• _Prompt_
In the rows running from the line that contains "Spot the raised" through the line that contains "[[539, 75]]", inclusive, substitute "crimson shorts" for "red shorts" and give those lines again with everything else left as it is.

Stored dataset items
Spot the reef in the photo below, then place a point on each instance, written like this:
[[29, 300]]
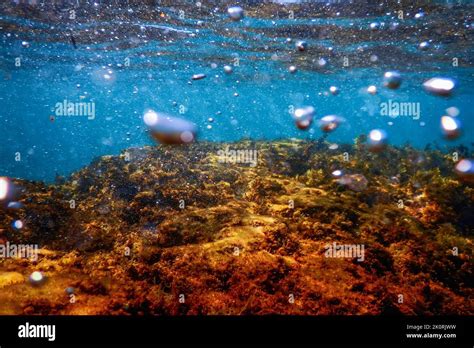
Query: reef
[[186, 230]]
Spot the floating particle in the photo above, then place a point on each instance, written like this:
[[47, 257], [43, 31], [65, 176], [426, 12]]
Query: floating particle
[[374, 25], [198, 76], [392, 79], [330, 123], [355, 182], [424, 46], [394, 25], [372, 90], [236, 13], [37, 278], [334, 90], [73, 42], [453, 111], [301, 45], [104, 76], [17, 224], [440, 86], [303, 117], [465, 169], [377, 140], [451, 127], [322, 62], [419, 15], [169, 130]]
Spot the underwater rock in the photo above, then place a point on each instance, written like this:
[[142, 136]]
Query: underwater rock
[[37, 278], [356, 182], [465, 169], [223, 232]]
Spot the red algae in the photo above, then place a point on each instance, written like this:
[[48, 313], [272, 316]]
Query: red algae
[[176, 231]]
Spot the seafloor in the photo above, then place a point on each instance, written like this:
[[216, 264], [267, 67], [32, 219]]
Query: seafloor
[[228, 238]]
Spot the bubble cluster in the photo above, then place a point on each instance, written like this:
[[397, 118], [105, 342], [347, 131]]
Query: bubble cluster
[[451, 127], [168, 129], [377, 140], [392, 79], [236, 13], [303, 117], [440, 86], [330, 123]]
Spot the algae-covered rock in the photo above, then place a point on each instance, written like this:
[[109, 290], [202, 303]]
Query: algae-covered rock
[[175, 230]]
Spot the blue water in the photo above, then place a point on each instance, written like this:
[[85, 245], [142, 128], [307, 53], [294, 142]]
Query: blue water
[[52, 71]]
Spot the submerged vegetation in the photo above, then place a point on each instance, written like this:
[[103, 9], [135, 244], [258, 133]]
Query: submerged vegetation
[[177, 230]]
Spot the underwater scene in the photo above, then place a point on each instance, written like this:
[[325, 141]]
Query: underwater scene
[[288, 157]]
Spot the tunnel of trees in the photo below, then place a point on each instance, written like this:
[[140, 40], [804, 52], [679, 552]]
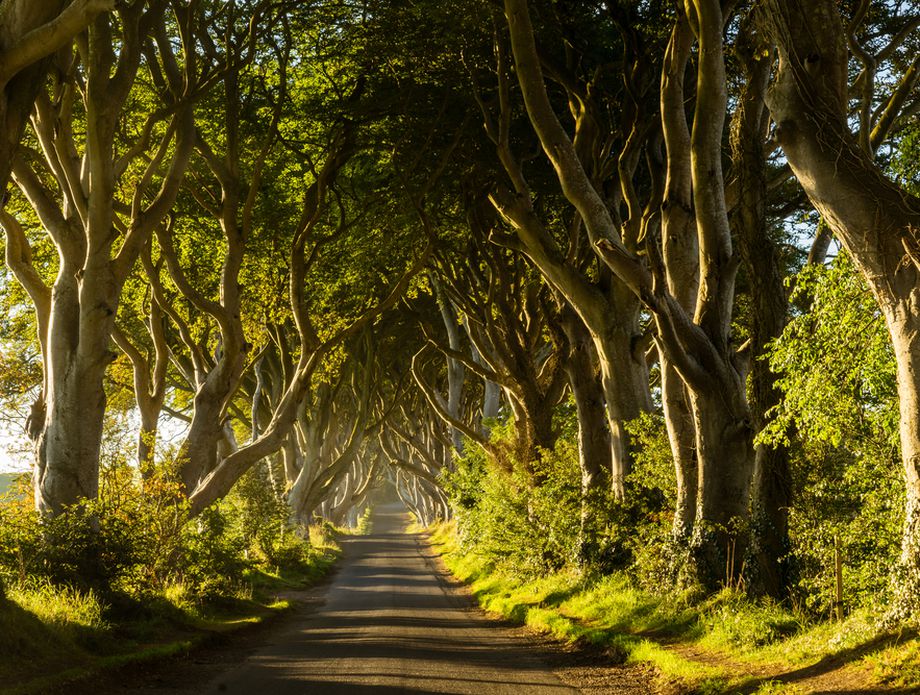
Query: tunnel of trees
[[618, 286]]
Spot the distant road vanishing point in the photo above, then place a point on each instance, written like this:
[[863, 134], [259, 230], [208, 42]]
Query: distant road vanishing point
[[386, 624]]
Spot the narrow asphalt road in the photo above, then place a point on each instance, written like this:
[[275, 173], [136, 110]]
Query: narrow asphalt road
[[387, 624]]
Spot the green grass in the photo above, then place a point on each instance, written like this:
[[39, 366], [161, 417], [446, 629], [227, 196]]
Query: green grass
[[725, 643], [50, 635]]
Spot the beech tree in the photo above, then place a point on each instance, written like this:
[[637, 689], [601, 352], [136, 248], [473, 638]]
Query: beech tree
[[874, 217], [98, 232], [31, 32]]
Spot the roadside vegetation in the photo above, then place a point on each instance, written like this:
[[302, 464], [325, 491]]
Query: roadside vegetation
[[622, 582], [626, 290], [131, 578]]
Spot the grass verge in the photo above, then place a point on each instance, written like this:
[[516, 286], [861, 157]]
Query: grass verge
[[51, 636], [721, 644]]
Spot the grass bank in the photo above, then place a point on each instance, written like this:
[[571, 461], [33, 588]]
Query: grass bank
[[50, 636], [721, 644]]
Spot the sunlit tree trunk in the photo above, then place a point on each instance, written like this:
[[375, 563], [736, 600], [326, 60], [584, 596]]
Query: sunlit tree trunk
[[876, 220]]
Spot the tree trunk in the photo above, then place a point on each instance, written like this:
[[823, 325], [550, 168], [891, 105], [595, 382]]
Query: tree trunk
[[875, 219], [772, 487], [68, 446], [594, 452], [726, 460]]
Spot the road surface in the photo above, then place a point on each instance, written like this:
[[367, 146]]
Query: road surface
[[387, 624]]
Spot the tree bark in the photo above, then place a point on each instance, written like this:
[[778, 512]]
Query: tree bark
[[876, 220]]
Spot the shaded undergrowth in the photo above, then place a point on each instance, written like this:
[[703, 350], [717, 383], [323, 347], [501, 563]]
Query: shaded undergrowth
[[51, 634], [725, 643]]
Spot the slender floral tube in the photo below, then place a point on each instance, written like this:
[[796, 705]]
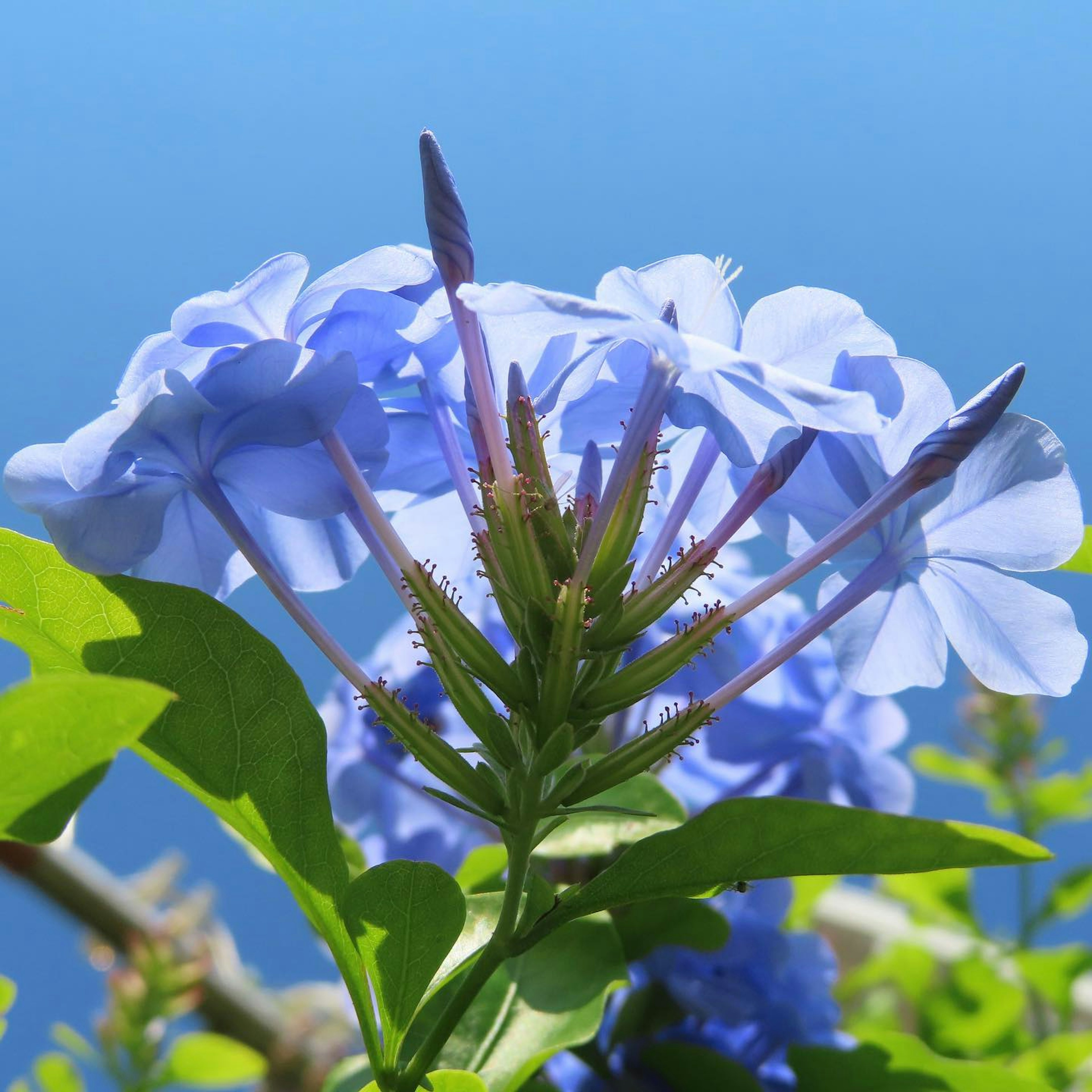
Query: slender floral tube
[[702, 467], [867, 581], [644, 429], [454, 254], [935, 458]]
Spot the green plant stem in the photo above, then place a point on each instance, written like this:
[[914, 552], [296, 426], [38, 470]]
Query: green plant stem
[[495, 953]]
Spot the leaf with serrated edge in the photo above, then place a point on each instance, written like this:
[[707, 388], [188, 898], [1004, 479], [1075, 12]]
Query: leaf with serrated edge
[[755, 839], [58, 737]]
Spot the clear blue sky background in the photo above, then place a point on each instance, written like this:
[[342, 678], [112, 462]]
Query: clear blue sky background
[[932, 160]]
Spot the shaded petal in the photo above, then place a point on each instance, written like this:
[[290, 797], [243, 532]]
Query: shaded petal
[[704, 302], [804, 330], [195, 551], [159, 352], [1013, 504], [274, 392], [892, 642], [113, 531], [1014, 637], [382, 269], [254, 309]]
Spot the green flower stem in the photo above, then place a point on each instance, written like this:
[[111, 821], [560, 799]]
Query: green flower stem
[[497, 949]]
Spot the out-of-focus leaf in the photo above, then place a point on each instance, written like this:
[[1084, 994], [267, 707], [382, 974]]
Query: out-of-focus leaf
[[1058, 1061], [1053, 971], [1070, 896], [897, 1063], [244, 737], [690, 1068], [942, 898], [977, 1014], [7, 1001], [807, 892], [1081, 562], [906, 966], [448, 1080], [753, 839], [350, 1075], [1062, 798], [58, 737], [594, 834], [943, 765], [535, 1005], [688, 923], [207, 1061], [407, 915], [483, 870], [57, 1073]]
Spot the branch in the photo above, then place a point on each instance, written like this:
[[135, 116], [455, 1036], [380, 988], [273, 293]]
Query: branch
[[230, 1004]]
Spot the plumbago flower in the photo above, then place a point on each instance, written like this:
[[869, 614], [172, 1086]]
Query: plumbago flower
[[940, 563], [764, 992], [161, 484], [253, 437], [799, 732]]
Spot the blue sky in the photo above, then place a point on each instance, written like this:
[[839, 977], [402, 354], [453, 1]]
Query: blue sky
[[931, 160]]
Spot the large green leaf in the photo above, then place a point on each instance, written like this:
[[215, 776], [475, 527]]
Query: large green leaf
[[541, 1003], [594, 834], [207, 1061], [58, 737], [755, 839], [244, 737], [407, 917], [897, 1063], [1081, 562]]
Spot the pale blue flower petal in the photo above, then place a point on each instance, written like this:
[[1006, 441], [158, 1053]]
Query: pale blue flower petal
[[892, 642], [1013, 504], [255, 309], [1014, 637]]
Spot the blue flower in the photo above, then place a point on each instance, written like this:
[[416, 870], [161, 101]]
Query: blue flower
[[376, 306], [753, 384], [798, 732], [376, 788], [136, 489], [766, 991], [1012, 506]]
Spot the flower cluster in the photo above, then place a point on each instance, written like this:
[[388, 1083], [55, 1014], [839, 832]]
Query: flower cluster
[[598, 462]]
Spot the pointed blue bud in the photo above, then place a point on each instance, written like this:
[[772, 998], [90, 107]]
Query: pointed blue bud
[[448, 233], [940, 455]]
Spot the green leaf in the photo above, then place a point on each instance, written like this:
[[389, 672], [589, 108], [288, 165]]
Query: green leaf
[[690, 1068], [244, 737], [350, 1075], [940, 898], [483, 870], [977, 1014], [943, 765], [58, 737], [685, 922], [407, 915], [535, 1005], [1056, 1061], [807, 892], [447, 1080], [1070, 897], [7, 1001], [1053, 971], [57, 1073], [897, 1063], [1081, 562], [595, 834], [207, 1061], [754, 839]]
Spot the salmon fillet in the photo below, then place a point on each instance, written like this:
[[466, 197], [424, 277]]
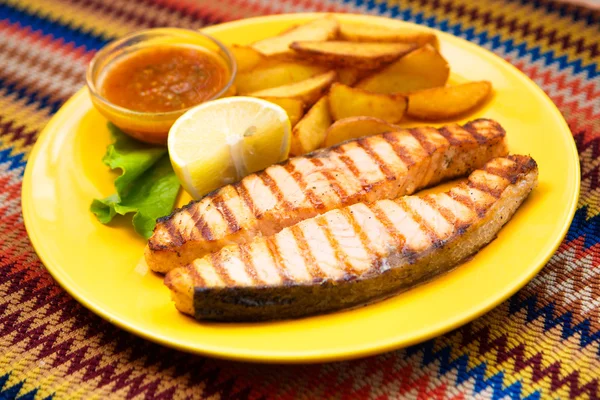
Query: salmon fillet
[[364, 170], [354, 255]]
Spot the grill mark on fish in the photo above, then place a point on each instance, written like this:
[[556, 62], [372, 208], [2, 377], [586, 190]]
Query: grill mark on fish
[[227, 214], [274, 188], [174, 232], [399, 149], [196, 277], [310, 195], [388, 225], [278, 261], [418, 134], [425, 227], [339, 190], [220, 270], [503, 172], [245, 195], [495, 193], [358, 231], [478, 136], [194, 233], [306, 253], [337, 251], [365, 144], [249, 267], [444, 212], [347, 161], [467, 202], [171, 247], [445, 132]]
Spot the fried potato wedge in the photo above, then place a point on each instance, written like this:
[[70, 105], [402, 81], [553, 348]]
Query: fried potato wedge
[[355, 127], [320, 29], [308, 90], [349, 76], [375, 33], [273, 73], [367, 55], [345, 102], [423, 68], [309, 134], [293, 107], [447, 102], [246, 57]]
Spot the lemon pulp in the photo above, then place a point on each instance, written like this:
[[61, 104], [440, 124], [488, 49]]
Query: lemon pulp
[[221, 141]]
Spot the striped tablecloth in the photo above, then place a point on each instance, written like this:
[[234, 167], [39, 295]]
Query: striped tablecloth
[[544, 342]]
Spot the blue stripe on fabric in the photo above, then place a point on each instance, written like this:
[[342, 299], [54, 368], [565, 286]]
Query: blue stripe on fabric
[[31, 98], [464, 373], [482, 38], [12, 392], [69, 34], [14, 161]]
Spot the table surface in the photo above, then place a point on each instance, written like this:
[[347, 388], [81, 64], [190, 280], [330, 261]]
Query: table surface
[[544, 342]]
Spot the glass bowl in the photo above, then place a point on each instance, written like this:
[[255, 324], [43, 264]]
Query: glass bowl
[[151, 127]]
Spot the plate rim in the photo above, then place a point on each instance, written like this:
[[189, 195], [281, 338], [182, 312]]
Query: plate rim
[[287, 357]]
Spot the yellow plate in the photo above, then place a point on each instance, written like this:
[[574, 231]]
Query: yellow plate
[[101, 266]]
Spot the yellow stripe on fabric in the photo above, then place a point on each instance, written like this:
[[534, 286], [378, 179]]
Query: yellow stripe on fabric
[[517, 332], [538, 19]]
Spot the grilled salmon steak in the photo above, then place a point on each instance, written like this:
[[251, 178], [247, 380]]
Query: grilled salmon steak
[[364, 170], [356, 254]]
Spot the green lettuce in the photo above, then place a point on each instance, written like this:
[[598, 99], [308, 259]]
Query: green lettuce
[[147, 185]]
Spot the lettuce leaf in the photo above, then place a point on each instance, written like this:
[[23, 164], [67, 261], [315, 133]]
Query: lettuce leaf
[[147, 185]]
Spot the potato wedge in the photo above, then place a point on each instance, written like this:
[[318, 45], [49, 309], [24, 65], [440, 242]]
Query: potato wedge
[[320, 29], [272, 73], [345, 102], [349, 76], [309, 134], [293, 107], [423, 68], [367, 55], [355, 127], [376, 33], [308, 90], [246, 57], [447, 102]]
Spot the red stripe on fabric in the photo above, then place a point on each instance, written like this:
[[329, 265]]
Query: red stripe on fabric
[[47, 42]]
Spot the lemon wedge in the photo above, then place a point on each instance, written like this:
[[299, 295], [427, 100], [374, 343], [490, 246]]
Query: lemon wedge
[[221, 141]]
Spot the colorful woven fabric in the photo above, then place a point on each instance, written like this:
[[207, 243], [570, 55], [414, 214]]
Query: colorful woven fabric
[[544, 342]]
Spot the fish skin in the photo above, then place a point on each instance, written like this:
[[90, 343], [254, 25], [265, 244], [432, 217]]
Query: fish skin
[[354, 255], [363, 170]]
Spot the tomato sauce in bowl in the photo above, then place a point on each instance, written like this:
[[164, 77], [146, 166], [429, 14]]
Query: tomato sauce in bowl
[[164, 78], [143, 82]]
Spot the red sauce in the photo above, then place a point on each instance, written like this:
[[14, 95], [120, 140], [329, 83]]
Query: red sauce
[[164, 78]]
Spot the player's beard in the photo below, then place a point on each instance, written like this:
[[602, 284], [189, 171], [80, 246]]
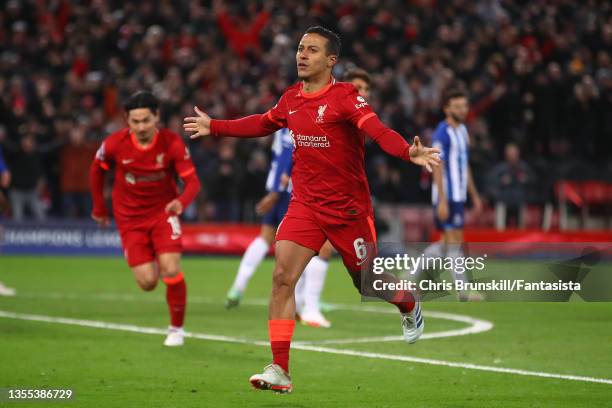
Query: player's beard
[[458, 119], [145, 137]]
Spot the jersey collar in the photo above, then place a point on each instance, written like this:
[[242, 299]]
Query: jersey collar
[[319, 92], [141, 147]]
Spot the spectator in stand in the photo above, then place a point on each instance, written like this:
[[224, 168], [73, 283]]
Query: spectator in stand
[[27, 180], [74, 157], [5, 181], [509, 181]]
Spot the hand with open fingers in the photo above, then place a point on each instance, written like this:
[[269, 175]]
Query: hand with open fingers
[[174, 207], [102, 220], [197, 125], [424, 156]]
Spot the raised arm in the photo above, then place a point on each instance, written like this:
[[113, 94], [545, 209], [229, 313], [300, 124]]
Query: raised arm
[[395, 145], [96, 181], [251, 126]]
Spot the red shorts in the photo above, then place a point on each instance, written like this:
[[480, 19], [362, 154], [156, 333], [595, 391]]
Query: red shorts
[[353, 238], [143, 241]]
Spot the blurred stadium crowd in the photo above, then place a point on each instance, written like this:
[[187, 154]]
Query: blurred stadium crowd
[[539, 75]]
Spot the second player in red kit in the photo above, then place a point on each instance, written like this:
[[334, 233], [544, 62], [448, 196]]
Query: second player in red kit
[[146, 203]]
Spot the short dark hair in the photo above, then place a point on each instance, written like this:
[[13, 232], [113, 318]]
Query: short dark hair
[[142, 99], [358, 73], [333, 40], [452, 93]]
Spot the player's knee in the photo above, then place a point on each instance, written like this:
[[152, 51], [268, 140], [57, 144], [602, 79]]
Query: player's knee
[[356, 278], [282, 279], [147, 284], [169, 270]]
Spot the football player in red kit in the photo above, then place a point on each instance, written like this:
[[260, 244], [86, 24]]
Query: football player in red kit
[[146, 203], [331, 198]]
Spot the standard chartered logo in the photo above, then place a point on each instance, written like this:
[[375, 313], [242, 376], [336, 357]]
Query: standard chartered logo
[[309, 141]]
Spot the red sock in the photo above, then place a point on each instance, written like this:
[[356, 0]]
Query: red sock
[[281, 332], [176, 296], [404, 301]]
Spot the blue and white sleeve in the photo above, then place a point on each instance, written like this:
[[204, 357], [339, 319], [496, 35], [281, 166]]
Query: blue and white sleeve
[[3, 166]]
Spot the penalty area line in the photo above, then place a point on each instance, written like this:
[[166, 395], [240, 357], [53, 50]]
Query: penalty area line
[[305, 347]]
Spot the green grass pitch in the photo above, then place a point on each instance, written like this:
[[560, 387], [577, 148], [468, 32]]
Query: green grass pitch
[[113, 368]]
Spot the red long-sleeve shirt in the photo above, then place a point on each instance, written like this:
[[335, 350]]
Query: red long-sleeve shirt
[[144, 176], [327, 129]]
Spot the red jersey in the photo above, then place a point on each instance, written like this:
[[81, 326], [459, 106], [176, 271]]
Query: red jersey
[[328, 157], [145, 176]]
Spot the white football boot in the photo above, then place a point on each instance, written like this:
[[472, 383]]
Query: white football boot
[[6, 291], [175, 338], [314, 318], [273, 378], [413, 323]]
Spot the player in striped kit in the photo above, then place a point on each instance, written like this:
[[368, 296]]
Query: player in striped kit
[[273, 207], [452, 181]]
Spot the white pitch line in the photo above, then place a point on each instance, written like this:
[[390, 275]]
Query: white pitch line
[[346, 352], [474, 325]]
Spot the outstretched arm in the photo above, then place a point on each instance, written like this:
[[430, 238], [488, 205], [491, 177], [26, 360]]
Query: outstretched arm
[[250, 126], [96, 178], [392, 143]]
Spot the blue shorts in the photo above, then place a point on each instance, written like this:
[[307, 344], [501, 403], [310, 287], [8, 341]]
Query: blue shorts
[[276, 214], [455, 218]]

• _Task output_
Spot the raised arm in the photo above, then place a point on each instance, written like this:
[[113, 94], [545, 209], [229, 313], [300, 124]]
Query: raised arm
[[395, 145], [96, 181], [251, 126]]
Spot the crimson shorts in the photo above, then place a point on each instance, written like this:
[[480, 19], [362, 154], [156, 333], [595, 391]]
Query: crimson shorts
[[353, 238], [143, 241]]
Spot the blurred stadium crowd in the photo above, then place a point on each instance, written like this:
[[187, 154]]
Query: blurred stadium crowd
[[539, 75]]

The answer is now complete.